→ **Instructions for the task**: Count the lines in the records below that contain the string "shirt", treating uppercase and lowercase as different. Reply with the number alone.

→ **Point placement records**:
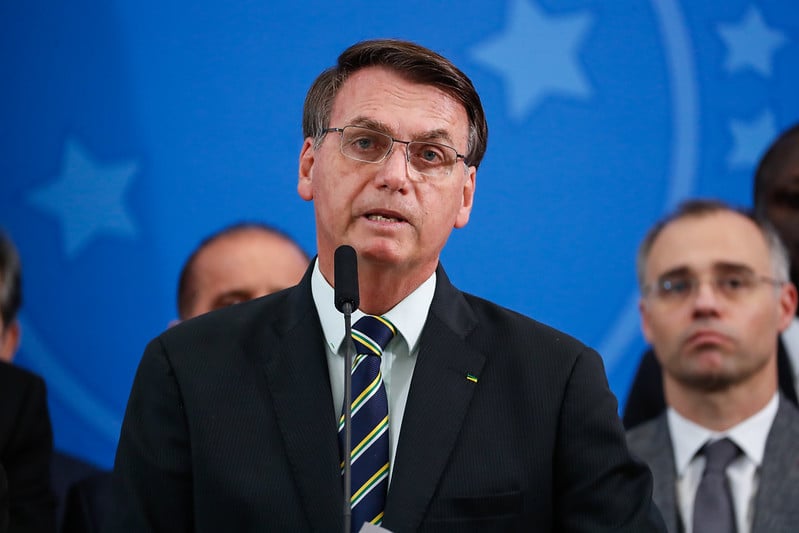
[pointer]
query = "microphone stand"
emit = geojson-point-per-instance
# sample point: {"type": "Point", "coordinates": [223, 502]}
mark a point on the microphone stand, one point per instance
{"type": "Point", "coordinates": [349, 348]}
...
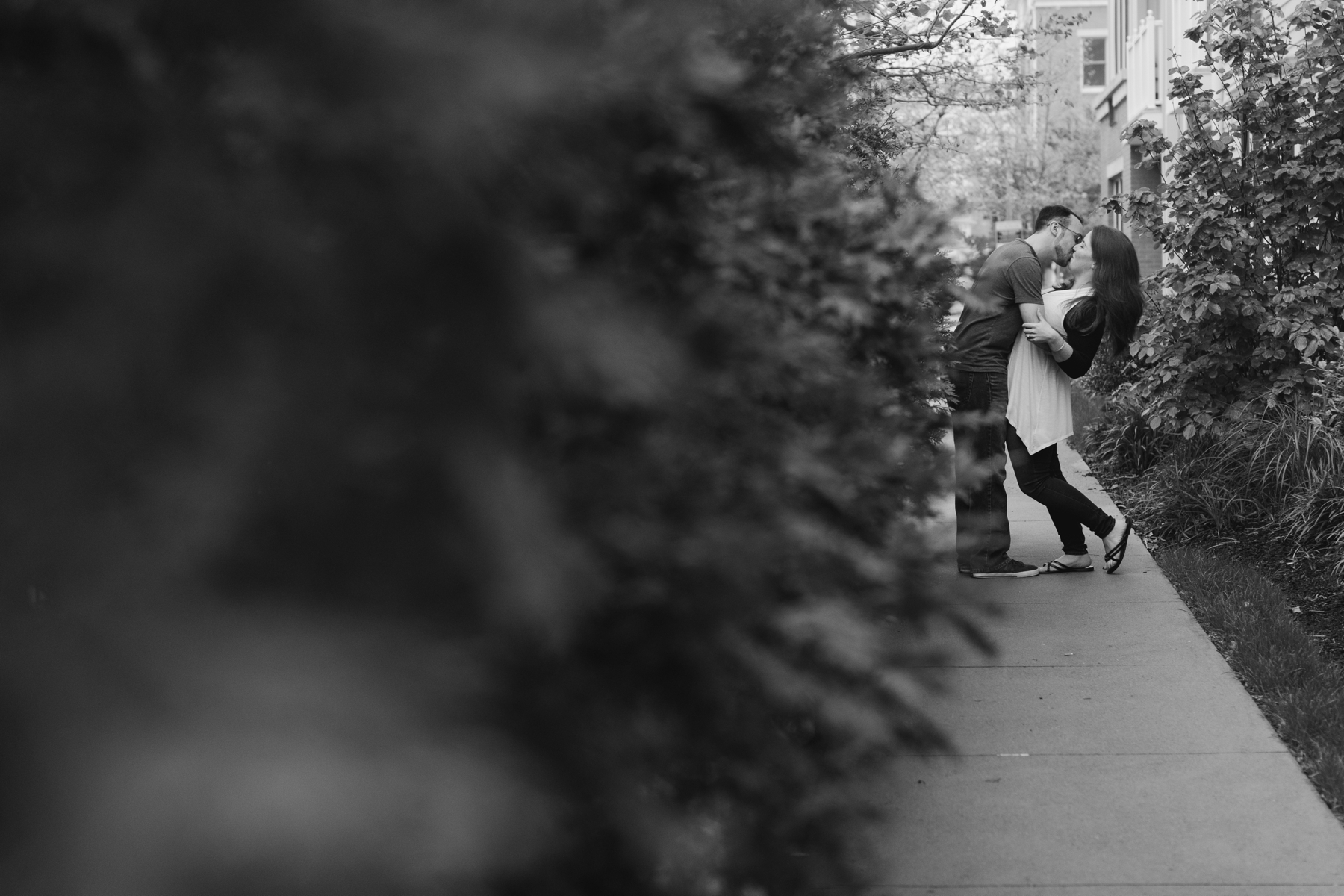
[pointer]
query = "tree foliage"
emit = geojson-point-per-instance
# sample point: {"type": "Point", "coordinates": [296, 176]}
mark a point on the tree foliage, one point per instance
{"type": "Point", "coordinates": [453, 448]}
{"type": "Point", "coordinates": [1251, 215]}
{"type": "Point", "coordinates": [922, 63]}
---
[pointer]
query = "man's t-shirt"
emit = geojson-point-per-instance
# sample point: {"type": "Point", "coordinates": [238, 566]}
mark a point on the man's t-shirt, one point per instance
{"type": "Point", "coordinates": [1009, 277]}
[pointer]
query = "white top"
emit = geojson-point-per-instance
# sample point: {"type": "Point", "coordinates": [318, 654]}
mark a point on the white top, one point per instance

→ **Result**: 2